Segment Start: EXCERPTED DATA

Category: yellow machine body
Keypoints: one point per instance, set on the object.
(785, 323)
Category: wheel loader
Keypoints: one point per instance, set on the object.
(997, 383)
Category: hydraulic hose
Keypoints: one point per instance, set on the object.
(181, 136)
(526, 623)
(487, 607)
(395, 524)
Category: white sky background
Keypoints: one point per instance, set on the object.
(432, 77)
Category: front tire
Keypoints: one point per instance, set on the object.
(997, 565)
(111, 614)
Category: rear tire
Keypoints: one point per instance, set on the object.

Segment End: EXCERPTED DATA
Segment Start: EXCERPTED DATA

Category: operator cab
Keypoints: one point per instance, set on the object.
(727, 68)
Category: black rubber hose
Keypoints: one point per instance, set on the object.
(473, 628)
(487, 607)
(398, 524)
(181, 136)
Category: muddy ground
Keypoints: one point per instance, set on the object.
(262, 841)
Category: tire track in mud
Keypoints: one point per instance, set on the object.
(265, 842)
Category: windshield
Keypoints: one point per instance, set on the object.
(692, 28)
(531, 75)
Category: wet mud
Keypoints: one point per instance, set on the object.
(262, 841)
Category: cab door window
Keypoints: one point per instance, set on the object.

Segment End: EXCERPTED DATA

▸ **BRIEF**
Copy every line of the entries above in which "hose" occurs.

▸ **FINAL ANSWER**
Category: hydraulic hose
Category: black rubber hose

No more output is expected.